§ **Aim of the task**
In the immigration passage below, list every circumstance it names in which the poor are forced to arrive.

Herein lies the primary tension between the two conflicting and apparently
contradictory trends regarding immigration throughout the west. Economically,
without the huge pool of cheap labour emanating from the developing world, documented
or not, we simply could not function as we do at present. Politically, if Britain's
last election campaign is anything to go by, without scapegoating and marginalising
that same pool of labour it appears our political culture would be unable to
function.
So we are left despising the very people on whom we depend, and immigrants
are left with the worst of all worlds - economically exploited and socially
demonised. Vulnerable to unscrupulous employers, opportunistic politicians and
racist hatemongers, they work simply to exist in a place where their very existence
has become an affront.
We should not be in denial that there is a problem with immigration. A system
where the poor are forced to arrive in the most perilous of circumstances -
in hock to smugglers, hanging on the bottom of trains, hiding in trucks or huddled
in the cargo holds of planes - is in serious need of repair. The question is
not whether we should have a debate about it but whether that debate will be
honest and progressive, or deceitful and reactionary. Will these repairs take
place in the interests of big business and bigotry, or of the most vulnerable,
whether they were born here or not?
No forward-thinking approach to this issue can be promoted against the backdrop
of the white cliffs of Dover, as Tony Blair did shortly before the election.
The promise of 600 more immigration officers to target "removals and enforcement
operations in respect of failed asylum applicants and illegal immigrants"
as a response to Michael Howard's shameless bigotry was worse than inadequate.
For a party dedicated to modernisation, Blair's rhetoric was prehistoric: New
Labour, old racism. To sustain a progressive consensus on immigration we must
appeal to people's humanism and nurture a sense of internationalism, not pander
to their xenophobia and malevolence.
For it is the thrust of globalisation that underpins the direction and scale
of immigration. There can be no candid discussion of immigration to the developed
world, let alone a liberal response to it, that does not take account of poverty
in the developing world. That means fair trade, universal and enforceable labour
standards, and international development. At home and abroad the west can only
afford the standard of living to which it has become accustomed - be it food,
clothes, minicabs or domestic services - as a result of cheap foreign labour.
But while we pursue an international trade policy that allows capital to roam
freely across borders in search of the low wages, we pursue a domestic agenda
to stop poor people from travelling in search of better wages. The higher walls
we build to keep people out do not prevent the desperate from trying to scale
them; it simply criminalises those who make it over.
Their illegality compounds the problem, since it renders their labour cheaper
still. They are less likely to organise for higher wages, complain about poor
working conditions or be eligible, let alone apply, for state benefits. In short,
they are more desperate and vulnerable, and therefore more likely to undercut
wages and earn the resentment of local working people. Business takes the profit,
the immigrants get the prejudice.
There is nothing inevitable about this. If the only way we can enjoy our standard
of living is through other people's poverty and misery then maybe we should
live within our moral means. True, there aren't many votes in that; but then
there weren't many votes in bombing Iraq either. And this, at least, has the
benefit of being the right thing to do.

§ **Recorded data**
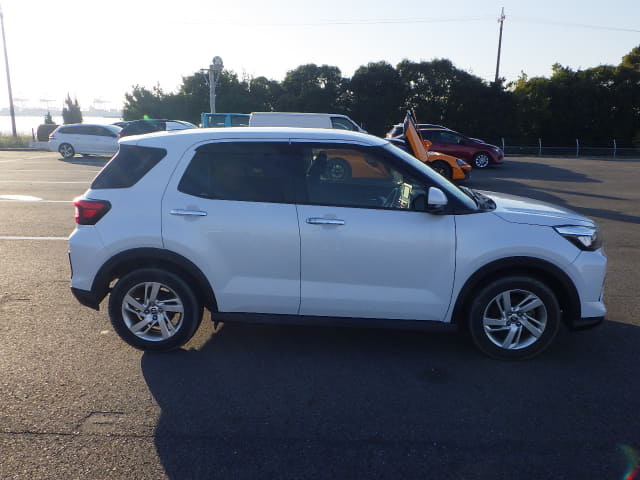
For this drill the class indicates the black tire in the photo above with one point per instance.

§ **Final result**
- In hock to smugglers
- Hanging on the bottom of trains
- Hiding in trucks
- Huddled in the cargo holds of planes